**Extracted text**

We will spare no effort to free our fellow men, women and children from the abject and dehumanizing conditions of extreme poverty, to which more than a billion of them are currently subjected. We are committed to making the right to development a reality for everyone and to freeing the entire human race from want.
United Nations Millennium Declaration, September 2000
At the United Nations Millennium Summit in 2000, world leaders endorsed a long list of goals to promote peace and global development. The list included calls to halve the number of people living in extreme poverty by the year 2015 and to encourage the world’s wealthiest countries to increase development assistance to mobilize the resources needed to achieve the goals. These prescriptions were not revolutionary. As early as the 1970s, the World Bank had begun to emphasize the centrality of poverty alleviation as an international development policy goal (Finnemore 1996), while the UN proposed that industrialized donor states should allocate 0.7 percent of their national income toward development assistance. In spite of shared rhetorical commitments to tackling poverty worldwide, however, donors have varied considerably in their use of aid as an instrument for global poverty reduction. This book explains these varied donor priorities by examining how societal actors, governmental actors, and the institutions that regulate their interactions influence development aid policy. In so doing, it offers a theoretical framework for understanding foreign aid choices that places domestic politics and the development policymaking process at the center of the analysis. It challenges explanations for donor generosity identifying humanitarian values, partisan politics, and welfare state institutions as the most important determinants of donor giving patterns and explains how the preferences of a diverse set of actors are amalgamated in the domestic political arena to shape national preferences for international redistribution via foreign aid.

The characteristics of foreign aid

Ever since it emerged as a policy instrument in the aftermath of the Second World War, foreign aid has been both heralded as an instrument for promoting economic development and improving living conditions in poor countries and criticized as an ineffective means for achieving development goals. For aid proponents, inter-governmental resource transfers can provide a needed capital injection into economies unable to accumulate capital through domestic savings or private international investment, or help to directly address the basic needs of vulnerable populations in developing countries. Aid skeptics argue in contrast that aid may actually hinder development efforts by, among other things, creating unintended incentives for developing country leaders to delay political and economic reforms.1 The immense development challenges that large segments of the world’s population continue to face lead aid advocates to continue to call for aid increases, while persisting development challenges reinforce the perception of aid skeptics that decades of aid provision have failed to deliver development results. Although the 2005 Human Development Report reported global progress in limiting impoverishment and expanding access to education and health care, the report also painted a somber image of the limited opportunities available to many of the world’s inhabitants. One-fifth of the world’s population (around 1.2 billion people) lived on less than a dollar a day, one billion people lacked access to clean water, and 800 million people lacked basic literacy skills (UNDP 2006). Notwithstanding its continually debated utility, foreign aid remains one of the main policy instruments that industrialized countries can use to redistribute wealth to the world’s poor and potentially alleviate poverty.

**Raw data**
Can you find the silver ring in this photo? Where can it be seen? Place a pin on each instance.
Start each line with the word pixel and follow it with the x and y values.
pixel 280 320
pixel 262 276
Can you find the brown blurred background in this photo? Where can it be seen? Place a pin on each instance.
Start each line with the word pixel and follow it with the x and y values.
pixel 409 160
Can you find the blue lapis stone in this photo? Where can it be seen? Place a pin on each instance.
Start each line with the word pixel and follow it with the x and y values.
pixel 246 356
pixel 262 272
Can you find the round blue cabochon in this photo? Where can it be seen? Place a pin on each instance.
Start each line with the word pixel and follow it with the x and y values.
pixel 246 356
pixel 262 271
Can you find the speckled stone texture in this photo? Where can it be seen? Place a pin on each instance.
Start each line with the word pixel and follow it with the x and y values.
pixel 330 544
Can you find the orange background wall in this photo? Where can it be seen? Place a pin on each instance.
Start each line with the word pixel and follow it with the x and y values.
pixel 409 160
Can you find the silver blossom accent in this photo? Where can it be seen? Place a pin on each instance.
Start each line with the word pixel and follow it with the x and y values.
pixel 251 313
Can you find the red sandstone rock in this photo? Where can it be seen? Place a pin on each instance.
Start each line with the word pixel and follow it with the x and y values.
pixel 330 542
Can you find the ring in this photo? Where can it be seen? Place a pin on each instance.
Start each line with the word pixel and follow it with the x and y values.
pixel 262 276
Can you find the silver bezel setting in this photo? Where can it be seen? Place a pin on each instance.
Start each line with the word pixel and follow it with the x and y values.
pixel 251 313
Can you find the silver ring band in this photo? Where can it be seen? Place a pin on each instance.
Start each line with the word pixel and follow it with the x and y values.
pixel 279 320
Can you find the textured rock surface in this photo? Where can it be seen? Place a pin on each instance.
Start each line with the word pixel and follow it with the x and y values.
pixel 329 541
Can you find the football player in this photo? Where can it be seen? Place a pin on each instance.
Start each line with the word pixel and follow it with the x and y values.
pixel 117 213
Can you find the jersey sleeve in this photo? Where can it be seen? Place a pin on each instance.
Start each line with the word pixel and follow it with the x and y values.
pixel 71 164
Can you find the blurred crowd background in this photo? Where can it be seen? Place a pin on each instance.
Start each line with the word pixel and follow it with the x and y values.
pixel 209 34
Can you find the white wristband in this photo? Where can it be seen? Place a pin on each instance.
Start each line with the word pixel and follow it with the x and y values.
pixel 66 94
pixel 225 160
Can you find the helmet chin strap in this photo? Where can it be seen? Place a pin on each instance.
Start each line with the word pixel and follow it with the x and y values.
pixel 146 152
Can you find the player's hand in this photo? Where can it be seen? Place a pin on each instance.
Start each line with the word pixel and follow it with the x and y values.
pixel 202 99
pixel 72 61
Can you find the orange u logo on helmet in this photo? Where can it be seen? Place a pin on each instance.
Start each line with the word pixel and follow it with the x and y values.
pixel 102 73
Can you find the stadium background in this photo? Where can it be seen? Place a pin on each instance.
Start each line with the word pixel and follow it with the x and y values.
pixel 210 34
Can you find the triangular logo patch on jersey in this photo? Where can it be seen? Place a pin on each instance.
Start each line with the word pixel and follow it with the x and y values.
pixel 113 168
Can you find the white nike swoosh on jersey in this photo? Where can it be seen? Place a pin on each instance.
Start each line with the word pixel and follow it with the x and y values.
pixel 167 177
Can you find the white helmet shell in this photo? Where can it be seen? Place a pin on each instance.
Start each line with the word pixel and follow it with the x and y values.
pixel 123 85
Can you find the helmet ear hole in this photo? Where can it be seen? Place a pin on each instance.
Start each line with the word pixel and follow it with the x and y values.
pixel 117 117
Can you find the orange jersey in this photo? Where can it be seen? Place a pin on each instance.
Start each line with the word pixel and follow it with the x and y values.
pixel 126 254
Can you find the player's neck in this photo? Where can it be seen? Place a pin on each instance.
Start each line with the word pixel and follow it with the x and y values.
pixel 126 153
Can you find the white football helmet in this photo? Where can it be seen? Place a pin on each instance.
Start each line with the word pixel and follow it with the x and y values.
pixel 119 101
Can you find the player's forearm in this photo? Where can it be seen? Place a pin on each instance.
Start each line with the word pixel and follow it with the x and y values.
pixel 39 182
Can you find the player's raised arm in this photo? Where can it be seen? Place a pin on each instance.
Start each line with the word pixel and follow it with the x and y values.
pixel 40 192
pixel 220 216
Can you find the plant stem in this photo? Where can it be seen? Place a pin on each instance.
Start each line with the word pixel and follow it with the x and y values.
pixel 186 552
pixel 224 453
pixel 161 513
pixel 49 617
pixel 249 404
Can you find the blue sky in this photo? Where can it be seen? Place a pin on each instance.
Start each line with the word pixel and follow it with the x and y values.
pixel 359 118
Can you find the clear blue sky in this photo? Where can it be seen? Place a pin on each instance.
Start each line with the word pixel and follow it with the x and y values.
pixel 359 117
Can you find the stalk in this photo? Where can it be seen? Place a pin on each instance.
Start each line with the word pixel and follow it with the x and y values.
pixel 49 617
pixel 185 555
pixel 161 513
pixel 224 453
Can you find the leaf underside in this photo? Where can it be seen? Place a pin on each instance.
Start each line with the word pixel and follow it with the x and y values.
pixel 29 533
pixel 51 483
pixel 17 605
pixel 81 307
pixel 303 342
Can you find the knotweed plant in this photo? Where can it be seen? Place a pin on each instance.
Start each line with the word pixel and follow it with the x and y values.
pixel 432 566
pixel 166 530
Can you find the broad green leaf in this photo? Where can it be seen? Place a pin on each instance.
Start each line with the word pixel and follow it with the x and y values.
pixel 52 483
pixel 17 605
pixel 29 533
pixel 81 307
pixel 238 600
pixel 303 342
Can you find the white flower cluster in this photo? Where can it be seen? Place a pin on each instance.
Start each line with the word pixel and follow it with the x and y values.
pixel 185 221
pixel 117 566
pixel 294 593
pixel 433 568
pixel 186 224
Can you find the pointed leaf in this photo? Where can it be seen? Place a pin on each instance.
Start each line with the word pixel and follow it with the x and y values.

**What this exercise asks**
**1)** Using the text on foreign aid, decide whether each statement agrees with it. Answer yes or no for each, and quote the deciding words. (a) The World Bank had started to stress poverty alleviation as a development policy goal by the 1970s. (b) The UN proposed that industrialized donor states give 1 percent of their national income as development assistance. (c) One billion people lacked access to clean water.
**2)** From the text on foreign aid, return the stretch from "We will spare" through "race from want.", copied exactly.

**Task results**
**1)**
(a) Yes: "As early as the 1970s, the World Bank had begun to emphasize the centrality of poverty alleviation as an international development policy goal"
(b) No: "industrialized donor states should allocate 0.7 percent of their national income toward development assistance"
(c) Yes: "one billion people lacked access to clean water"

**2)**
We will spare no effort to free our fellow men, women and children from the abject and dehumanizing conditions of extreme poverty, to which more than a billion of them are currently subjected. We are committed to making the right to development a reality for everyone and to freeing the entire human race from want.